**Exercise task 1:**
In the earnings call transcript, what basic share count is expected for Q3 2011?
**Exercise task 2:**
List every figure the earnings call transcript gives as an expectation for Q3 2011.
**Exercise task 3:**
Extend the earnings call transcript past its final line.

Total non-GAAP operating expenses for 2011 are expected to be in the range of $143 million to $147 million. We plan to grow headcount for the year to approximately 1,075 employees with the majority of these investments within our customer-facing organization and our research and development team.

For Q3 2011, we expect non-GAAP operating expenses to be between $35 million and $37 million. We expect our ending Q3 2011 cash and investments to be approximately $390 million. We expect to spend between $3 million and $4 million of CapEx in Q3, with the majority of these expenditures related to our research and development efforts. Basic share count for Q3 should be approximately 279 million shares.

With that, I'll now turn the call back to Ray to provide us with concluding remarks.

Raymond Dolan

Thank you, Wayne. In closing, the team and I are very excited about our opportunity to grow the company. This is, first and foremost, about having the right team and talent in the organization. In addition to the solid foundation we have today, I'm excited about how we've been able to bring back the principal architects of our SBC, policy and access growth engines to Sonus, along with many other talented people. You should expect this trend to continue.

Second, we are instituting greater discipline within the company around forecasting cross-functional collaboration. These actions should improve the predictability and linearity of our results. Third, our new SBC product, the 5200, is gaining traction with service providers and enterprises with a healthy funnel of activity. We are excited about the traction we are seeing with our SBC business and what this means our growth going forward. And last but not least, our visibility and momentum entering the second half gives us the confidence that we can deliver on the expectations we set with you for the year.

Thank you very much for your time today, as well as your continued support. Fran, please transition us to the Q&A portion of the call.

Fran Murphy

Certainly, Ray. David, would you please provide our callers with the instructions on how to ask a question?

Question-and-Answer Session

Operator

[Operator Instructions] Our first question comes from the line of Paul Silverstein from Crédit Suisse.

Paul Silverstein - Crédit Suisse AG

Ray and Wayne, is it fair to assume that the $40 million projection for SBC for this year that the bulk of that is some $30 million-plus will likely be the 9000 platform at this point? Related -- probably more important question is can you give us some incremental sight, you shared with us the second Fortune 25 customer. I think you mentioned 2 tier 1 trials for the 5200. Any incremental insight you can share with us regarding traction on the new platform? And then I've got a follow-up question.

Raymond Dolan

Sure, Paul. The first question is really the split in the 5200 and 9000. And I think it's going to be more 5200 than your question indicates. We're really not breaking that number out. But I would say to you that the 5200 is going to be the healthier portion of our revenue this year, and we maybe even thought of going in. And we're excited about that. Second part of your question, I think was the Fortune 25 customer, yes, we booked the second Fortune 25 financial industry sector customer. It validates the model Todd indicated that, that was eminent when we met in New York. And we're excited that the booked that and we booked that through a tier 1 service provider, so it validates the channel model. And we're beginning to see some positive effects from that. But I want to stress early days, okay? And the third part of your question I think was just how do we see the take up, in general, is that right, Paul?

Paul Silverstein - Crédit Suisse AG

Correct.

**Provided data:**
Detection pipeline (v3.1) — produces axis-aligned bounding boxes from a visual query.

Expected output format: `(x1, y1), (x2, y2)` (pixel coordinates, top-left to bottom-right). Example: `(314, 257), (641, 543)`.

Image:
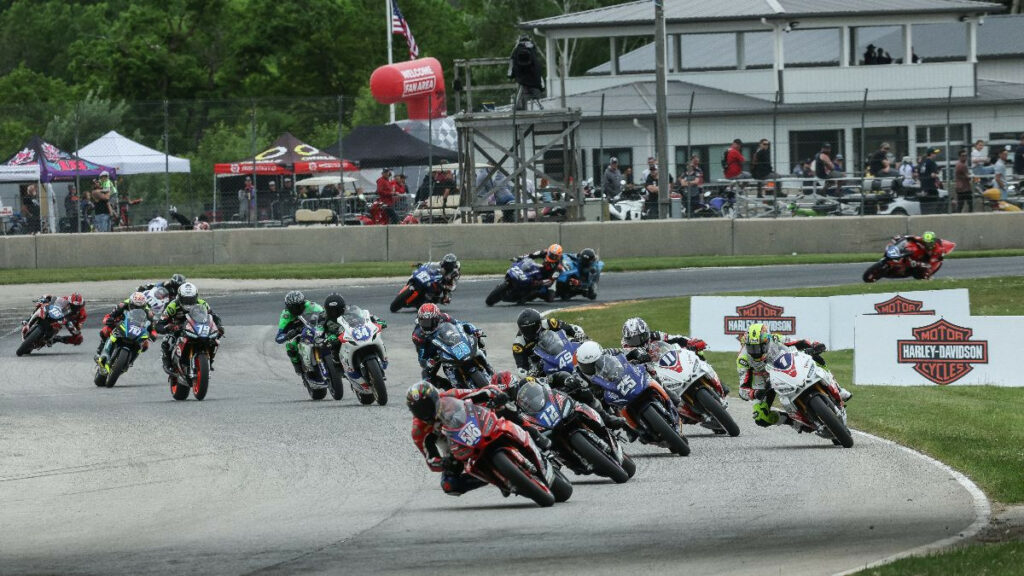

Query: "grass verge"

**Result 1:**
Approximately 279 million shares.

**Result 2:**
- Non-GAAP operating expenses between $35 million and $37 million
- Ending cash and investments of approximately $390 million
- CapEx between $3 million and $4 million
- Basic share count of approximately 279 million shares

**Result 3:**
Raymond Dolan

We're seeing the take-up to be very, very positive. In fact, we're seeing companies go direct into implementation, not even going through trials from time-to-time. I wanted, as I did before, I wanted to say to you it's early. I'm not trying to declare victory by a long shot, but we're seeing an acceleration of interest. We're seeing an improvement in our internal ability to execute. And we're seeing increased interest in the service provider willingness to step up and be a channel into opportunities. Those are the opportunities -- I don't mean to cut you off, Paul. But those are the opportunities that we were fundamentally designed into and the service provider partnered with us during the process. We are short of having created a sustainable standalone service provider channel model. I don't want to indicate that, but that's something that we're also working through. It's a longer lead time item, but it's one and the same. It's a commitment to the channel, in general.

Paul Silverstein - Crédit Suisse AG

Ray, on -- 2 questions related to channel and personnel. One on the channel, how many channel partners do you have at present? Can you give us any indication of the quality of those channel partners? And secondly, I'm trying to understand your comments about the rehires, in general and in particular, I think you all said the principal architect of the SBC. I'm assuming you're referring to the 5200. And I'm trying to understand whether this was a good thing or a bad thing relative to -- and I understand you haven't been there long, but I guess we've heard in the public comments and private conversations various things that would cut in different ways in terms of folks who've been there previously and working on those products. And I'm trying to understand the message. I trust you'd argue it’s a good thing. But I'm just not sure relative to historical commentary how we should view do this.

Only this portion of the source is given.